▶ [Work required] Reproduce the top of the data verbatim, through and including the line that contains "Find the white marble".

▶ [Record extracts]
»»
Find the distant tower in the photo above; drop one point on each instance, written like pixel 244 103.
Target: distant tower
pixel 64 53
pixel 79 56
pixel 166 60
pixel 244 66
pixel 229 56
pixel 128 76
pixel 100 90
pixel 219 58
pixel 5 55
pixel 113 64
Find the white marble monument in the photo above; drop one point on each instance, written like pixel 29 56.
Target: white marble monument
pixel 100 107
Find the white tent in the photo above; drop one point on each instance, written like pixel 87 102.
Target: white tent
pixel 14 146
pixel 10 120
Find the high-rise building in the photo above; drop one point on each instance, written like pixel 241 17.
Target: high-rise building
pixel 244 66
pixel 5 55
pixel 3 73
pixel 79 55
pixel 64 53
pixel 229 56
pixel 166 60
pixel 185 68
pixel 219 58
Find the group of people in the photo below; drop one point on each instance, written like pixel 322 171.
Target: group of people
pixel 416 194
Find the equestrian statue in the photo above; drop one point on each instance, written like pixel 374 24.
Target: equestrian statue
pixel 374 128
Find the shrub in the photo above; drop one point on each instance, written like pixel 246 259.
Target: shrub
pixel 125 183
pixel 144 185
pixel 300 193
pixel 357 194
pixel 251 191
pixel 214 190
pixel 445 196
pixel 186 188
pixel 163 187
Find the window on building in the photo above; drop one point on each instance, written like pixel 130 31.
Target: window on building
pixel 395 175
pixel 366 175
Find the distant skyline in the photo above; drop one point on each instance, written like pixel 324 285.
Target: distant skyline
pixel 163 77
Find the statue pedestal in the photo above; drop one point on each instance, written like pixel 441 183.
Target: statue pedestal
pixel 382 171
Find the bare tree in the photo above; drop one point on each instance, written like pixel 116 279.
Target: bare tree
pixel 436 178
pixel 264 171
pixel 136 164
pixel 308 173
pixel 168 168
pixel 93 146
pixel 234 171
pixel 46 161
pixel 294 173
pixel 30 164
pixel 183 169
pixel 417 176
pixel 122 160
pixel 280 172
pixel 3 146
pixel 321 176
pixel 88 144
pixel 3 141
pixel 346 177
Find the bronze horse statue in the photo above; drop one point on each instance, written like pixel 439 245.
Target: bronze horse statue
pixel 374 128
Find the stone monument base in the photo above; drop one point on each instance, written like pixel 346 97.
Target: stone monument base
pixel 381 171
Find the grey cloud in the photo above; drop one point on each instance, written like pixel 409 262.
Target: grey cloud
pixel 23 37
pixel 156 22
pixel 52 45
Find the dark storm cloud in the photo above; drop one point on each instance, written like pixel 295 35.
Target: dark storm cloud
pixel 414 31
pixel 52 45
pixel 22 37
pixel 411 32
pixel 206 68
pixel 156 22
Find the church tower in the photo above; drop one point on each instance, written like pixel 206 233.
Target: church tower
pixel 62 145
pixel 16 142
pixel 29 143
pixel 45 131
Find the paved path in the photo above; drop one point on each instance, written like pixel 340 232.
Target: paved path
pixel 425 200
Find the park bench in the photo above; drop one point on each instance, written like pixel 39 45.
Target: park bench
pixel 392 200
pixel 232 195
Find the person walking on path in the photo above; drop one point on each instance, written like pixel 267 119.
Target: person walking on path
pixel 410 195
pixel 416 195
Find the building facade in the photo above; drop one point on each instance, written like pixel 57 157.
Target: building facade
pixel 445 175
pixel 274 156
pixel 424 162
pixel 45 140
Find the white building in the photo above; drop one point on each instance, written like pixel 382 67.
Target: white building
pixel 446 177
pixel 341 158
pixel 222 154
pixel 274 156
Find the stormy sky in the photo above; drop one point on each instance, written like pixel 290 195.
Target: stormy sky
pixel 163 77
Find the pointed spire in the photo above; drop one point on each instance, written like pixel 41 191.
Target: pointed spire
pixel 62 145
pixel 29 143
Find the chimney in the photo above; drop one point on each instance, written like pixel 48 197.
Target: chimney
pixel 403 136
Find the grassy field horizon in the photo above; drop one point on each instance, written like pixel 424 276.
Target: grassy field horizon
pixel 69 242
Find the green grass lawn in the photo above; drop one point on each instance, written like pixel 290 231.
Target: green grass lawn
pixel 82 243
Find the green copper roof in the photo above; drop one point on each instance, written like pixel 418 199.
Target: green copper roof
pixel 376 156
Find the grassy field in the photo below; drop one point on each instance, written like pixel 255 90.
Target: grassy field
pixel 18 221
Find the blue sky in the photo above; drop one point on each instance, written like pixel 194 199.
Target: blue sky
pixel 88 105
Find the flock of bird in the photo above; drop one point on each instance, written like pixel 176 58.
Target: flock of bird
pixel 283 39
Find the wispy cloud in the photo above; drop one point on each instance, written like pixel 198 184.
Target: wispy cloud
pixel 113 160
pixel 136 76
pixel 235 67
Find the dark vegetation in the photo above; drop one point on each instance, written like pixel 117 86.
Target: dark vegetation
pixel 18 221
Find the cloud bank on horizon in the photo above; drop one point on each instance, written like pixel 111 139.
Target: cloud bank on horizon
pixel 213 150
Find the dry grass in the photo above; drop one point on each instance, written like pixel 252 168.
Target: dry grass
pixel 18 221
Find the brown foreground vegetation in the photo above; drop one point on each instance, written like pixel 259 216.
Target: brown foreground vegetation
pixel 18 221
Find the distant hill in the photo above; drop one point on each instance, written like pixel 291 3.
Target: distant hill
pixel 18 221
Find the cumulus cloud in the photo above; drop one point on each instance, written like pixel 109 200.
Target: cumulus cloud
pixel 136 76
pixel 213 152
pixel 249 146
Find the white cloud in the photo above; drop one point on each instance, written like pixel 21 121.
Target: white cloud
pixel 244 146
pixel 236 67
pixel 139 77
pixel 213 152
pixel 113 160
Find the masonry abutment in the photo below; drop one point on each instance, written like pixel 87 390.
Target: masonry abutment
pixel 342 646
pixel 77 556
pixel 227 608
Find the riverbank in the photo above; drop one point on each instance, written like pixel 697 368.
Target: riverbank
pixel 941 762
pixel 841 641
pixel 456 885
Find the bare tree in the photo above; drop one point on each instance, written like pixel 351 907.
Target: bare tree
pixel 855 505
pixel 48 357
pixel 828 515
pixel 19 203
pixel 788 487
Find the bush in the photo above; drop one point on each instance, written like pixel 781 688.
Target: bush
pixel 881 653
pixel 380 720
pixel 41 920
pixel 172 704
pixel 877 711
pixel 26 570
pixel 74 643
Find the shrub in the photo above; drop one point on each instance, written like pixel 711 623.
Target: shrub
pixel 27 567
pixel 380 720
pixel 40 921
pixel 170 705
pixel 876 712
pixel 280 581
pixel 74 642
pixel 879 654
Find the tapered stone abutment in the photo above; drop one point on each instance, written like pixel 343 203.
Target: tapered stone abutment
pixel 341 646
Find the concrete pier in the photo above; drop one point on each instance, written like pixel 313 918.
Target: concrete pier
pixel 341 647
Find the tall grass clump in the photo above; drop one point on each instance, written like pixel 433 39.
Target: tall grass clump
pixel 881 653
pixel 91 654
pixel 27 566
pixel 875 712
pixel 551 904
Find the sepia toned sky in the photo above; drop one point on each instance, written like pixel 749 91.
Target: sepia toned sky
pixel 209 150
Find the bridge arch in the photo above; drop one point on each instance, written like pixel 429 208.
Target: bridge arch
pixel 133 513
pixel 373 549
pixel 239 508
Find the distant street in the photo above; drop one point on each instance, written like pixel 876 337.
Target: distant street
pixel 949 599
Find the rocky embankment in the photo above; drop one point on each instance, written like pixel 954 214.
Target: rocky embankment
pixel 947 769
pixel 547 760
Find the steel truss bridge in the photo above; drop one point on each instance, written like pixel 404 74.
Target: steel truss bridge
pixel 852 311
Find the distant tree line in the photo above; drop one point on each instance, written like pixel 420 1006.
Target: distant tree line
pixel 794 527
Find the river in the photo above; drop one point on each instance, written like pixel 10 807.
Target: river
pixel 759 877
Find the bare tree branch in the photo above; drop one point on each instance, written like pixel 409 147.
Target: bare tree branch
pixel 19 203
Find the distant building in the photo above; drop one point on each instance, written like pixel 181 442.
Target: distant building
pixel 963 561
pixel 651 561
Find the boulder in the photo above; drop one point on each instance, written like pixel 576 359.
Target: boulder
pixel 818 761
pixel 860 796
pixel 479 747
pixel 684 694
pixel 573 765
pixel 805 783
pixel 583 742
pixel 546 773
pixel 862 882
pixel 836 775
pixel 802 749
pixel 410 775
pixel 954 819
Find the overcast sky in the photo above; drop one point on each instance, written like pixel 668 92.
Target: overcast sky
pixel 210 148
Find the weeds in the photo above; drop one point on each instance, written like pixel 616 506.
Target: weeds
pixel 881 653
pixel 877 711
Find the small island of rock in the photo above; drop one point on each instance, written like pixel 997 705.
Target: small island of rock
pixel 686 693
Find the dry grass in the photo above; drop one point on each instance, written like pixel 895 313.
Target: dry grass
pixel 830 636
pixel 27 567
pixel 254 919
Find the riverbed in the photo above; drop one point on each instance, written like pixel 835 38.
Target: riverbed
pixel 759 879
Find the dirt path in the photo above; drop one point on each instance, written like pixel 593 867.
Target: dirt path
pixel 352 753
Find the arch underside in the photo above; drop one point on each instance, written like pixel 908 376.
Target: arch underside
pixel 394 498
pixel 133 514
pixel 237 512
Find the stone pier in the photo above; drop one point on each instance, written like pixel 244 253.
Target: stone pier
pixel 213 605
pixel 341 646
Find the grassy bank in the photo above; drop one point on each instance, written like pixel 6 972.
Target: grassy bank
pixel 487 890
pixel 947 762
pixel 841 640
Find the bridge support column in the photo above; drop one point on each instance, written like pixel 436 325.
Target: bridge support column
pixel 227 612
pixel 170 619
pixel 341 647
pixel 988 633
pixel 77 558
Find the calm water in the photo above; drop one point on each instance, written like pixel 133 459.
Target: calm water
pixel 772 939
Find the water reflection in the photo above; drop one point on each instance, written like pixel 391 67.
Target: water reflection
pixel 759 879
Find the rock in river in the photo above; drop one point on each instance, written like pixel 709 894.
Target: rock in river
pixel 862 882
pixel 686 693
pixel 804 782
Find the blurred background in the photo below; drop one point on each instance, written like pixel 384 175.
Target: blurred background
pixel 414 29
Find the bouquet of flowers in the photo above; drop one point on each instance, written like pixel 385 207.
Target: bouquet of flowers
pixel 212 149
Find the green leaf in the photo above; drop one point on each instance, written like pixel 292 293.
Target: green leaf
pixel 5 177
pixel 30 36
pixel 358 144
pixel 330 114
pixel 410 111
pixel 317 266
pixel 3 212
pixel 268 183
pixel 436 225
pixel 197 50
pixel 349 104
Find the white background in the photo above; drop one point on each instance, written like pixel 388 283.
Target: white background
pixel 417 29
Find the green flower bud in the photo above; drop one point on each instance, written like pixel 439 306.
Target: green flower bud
««
▶ [Reply to the exercise]
Find the distant tower in the photo above; drop one point on each instance, written like pixel 244 103.
Target: distant tower
pixel 64 53
pixel 79 56
pixel 166 60
pixel 244 66
pixel 229 56
pixel 128 76
pixel 100 90
pixel 219 58
pixel 5 55
pixel 113 64
Find the white marble monument in the photo above; drop one point on each instance, written like pixel 29 56.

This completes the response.